What is required:
When "below" occurs in a line of the material, copy that line.

[[ Exercise data, beginning ]]

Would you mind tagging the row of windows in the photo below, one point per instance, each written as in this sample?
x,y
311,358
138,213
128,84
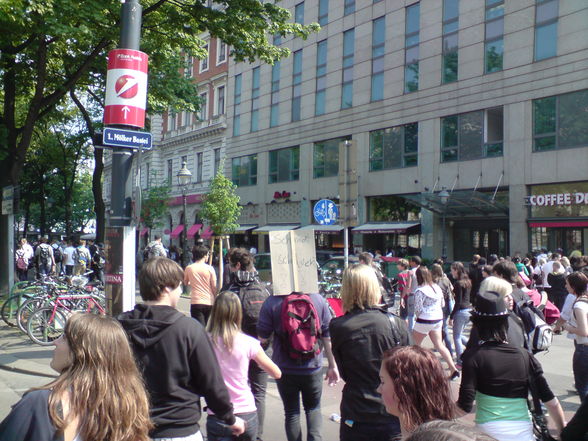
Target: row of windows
x,y
558,122
546,17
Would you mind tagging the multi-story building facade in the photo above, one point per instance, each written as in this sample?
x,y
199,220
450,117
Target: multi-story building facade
x,y
198,140
476,111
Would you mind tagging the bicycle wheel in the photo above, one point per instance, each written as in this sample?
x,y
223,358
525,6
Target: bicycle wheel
x,y
46,325
26,310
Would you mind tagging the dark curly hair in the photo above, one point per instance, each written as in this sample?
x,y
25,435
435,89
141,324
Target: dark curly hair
x,y
420,384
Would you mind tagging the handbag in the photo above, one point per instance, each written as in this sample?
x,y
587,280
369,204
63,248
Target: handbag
x,y
540,430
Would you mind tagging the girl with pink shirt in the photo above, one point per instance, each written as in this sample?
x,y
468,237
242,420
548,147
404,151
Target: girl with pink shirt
x,y
234,350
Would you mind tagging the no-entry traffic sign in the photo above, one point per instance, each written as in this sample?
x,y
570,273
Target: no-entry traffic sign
x,y
126,88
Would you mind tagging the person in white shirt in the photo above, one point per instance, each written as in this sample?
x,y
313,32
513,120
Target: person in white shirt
x,y
68,258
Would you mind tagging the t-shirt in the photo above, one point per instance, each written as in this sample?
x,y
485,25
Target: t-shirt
x,y
202,281
68,254
580,307
235,367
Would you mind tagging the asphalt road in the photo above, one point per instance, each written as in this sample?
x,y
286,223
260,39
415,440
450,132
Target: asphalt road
x,y
557,364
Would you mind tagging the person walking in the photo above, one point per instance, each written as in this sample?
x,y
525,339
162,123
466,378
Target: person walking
x,y
201,278
460,314
235,351
428,310
98,395
414,387
175,356
359,339
252,292
301,374
577,326
497,374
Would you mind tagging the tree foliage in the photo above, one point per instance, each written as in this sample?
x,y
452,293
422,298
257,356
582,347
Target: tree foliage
x,y
220,207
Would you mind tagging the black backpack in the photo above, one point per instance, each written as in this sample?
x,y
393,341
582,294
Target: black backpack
x,y
252,297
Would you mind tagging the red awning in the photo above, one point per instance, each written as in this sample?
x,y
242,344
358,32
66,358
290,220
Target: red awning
x,y
193,230
554,224
177,231
207,233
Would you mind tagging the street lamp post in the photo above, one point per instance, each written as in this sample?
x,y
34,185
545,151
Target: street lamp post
x,y
184,177
444,196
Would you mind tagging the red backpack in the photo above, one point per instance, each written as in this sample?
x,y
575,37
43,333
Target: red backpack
x,y
301,326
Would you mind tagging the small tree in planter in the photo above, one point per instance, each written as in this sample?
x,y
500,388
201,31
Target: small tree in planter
x,y
221,210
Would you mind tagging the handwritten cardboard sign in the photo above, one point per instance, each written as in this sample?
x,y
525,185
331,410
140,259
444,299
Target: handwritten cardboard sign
x,y
294,266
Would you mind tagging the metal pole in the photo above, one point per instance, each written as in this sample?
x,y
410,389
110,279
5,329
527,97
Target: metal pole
x,y
184,237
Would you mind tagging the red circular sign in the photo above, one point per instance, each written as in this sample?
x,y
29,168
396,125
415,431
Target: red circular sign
x,y
126,86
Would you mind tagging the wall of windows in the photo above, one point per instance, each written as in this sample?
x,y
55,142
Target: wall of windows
x,y
323,16
472,135
561,121
244,170
411,44
321,78
394,147
255,99
237,106
546,14
450,41
284,165
275,96
325,158
494,36
348,61
296,85
378,51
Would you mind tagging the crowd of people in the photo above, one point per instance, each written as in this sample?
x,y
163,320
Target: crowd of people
x,y
240,334
61,258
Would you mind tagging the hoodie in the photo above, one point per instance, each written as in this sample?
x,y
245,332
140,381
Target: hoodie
x,y
179,366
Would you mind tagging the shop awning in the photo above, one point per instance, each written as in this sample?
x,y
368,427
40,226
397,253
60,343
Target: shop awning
x,y
275,227
555,224
386,228
207,233
176,231
325,229
242,229
193,230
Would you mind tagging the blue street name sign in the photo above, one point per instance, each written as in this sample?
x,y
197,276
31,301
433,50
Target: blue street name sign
x,y
126,138
325,212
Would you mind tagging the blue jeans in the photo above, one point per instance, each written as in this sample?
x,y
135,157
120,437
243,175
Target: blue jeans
x,y
217,430
291,387
370,431
580,365
460,320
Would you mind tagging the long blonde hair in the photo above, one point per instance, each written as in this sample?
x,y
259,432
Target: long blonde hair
x,y
105,388
360,287
225,319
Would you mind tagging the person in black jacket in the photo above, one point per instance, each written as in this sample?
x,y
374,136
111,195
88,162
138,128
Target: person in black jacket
x,y
244,281
360,338
176,357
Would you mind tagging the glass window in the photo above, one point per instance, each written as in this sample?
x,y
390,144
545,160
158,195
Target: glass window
x,y
321,77
275,97
299,13
348,7
348,61
411,43
326,158
244,170
394,147
323,12
378,51
284,165
255,99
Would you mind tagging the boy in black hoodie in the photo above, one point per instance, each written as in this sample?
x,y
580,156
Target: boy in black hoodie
x,y
176,356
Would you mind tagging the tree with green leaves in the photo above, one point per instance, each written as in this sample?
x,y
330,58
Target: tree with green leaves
x,y
50,50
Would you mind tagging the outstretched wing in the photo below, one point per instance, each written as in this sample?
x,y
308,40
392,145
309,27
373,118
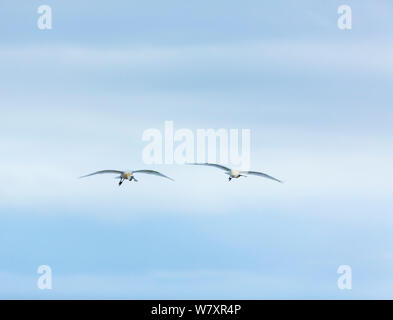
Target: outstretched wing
x,y
101,172
155,173
261,174
211,165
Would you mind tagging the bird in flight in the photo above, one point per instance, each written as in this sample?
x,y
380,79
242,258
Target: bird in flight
x,y
236,173
128,175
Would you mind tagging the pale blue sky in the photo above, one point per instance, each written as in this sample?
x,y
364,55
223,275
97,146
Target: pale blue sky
x,y
77,98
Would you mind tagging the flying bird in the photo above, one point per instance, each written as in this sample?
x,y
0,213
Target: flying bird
x,y
236,173
128,175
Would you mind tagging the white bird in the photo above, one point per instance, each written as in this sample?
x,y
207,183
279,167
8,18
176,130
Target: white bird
x,y
236,173
128,175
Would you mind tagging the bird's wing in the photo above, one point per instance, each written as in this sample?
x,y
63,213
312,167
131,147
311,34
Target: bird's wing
x,y
261,174
156,173
211,165
102,171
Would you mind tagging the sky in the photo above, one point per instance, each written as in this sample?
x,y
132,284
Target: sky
x,y
77,98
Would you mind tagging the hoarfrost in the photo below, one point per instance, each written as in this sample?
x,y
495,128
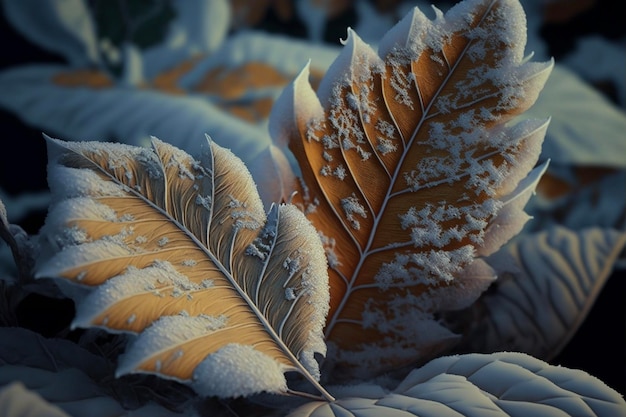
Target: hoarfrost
x,y
351,207
290,294
166,333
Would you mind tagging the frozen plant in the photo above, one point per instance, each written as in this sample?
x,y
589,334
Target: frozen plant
x,y
413,170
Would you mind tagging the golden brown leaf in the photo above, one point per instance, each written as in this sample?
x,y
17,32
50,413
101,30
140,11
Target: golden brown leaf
x,y
180,252
411,171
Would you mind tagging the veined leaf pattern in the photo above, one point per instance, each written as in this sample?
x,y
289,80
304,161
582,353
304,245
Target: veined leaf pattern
x,y
548,281
501,384
411,170
181,252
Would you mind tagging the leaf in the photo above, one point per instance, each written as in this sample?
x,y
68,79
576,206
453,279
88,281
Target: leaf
x,y
133,115
181,252
412,170
586,129
58,373
547,283
495,385
20,244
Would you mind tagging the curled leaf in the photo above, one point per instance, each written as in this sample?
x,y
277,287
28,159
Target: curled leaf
x,y
503,384
412,169
181,252
547,284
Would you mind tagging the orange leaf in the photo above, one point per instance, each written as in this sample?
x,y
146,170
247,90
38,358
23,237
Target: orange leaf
x,y
411,171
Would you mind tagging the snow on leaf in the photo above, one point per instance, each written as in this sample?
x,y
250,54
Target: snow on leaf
x,y
181,252
547,283
496,385
412,167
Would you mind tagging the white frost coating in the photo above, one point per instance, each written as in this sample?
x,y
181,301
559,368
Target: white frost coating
x,y
75,256
412,26
238,371
314,285
72,182
511,218
134,281
167,333
352,208
284,115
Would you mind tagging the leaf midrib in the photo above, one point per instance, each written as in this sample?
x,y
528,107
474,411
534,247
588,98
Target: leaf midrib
x,y
350,287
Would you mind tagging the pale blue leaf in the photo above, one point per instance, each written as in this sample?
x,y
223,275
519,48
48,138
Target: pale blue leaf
x,y
61,26
547,282
585,129
477,385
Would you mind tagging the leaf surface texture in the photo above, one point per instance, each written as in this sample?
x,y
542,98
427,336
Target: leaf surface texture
x,y
547,284
411,170
505,384
181,252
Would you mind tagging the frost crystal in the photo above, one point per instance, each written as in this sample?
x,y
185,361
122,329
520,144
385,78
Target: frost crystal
x,y
351,207
238,370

[[ Exercise data, end ]]

Completed task:
Would you mind tagging the row of windows in the photo below, one point per instance, each written as in this sample?
Would you mind tagging the outstretched wing in the photo below, one point per instance, each written as in this sample?
Would you mind tagging the hoarfrost in the photo below, one point per instance, each written as in this sample?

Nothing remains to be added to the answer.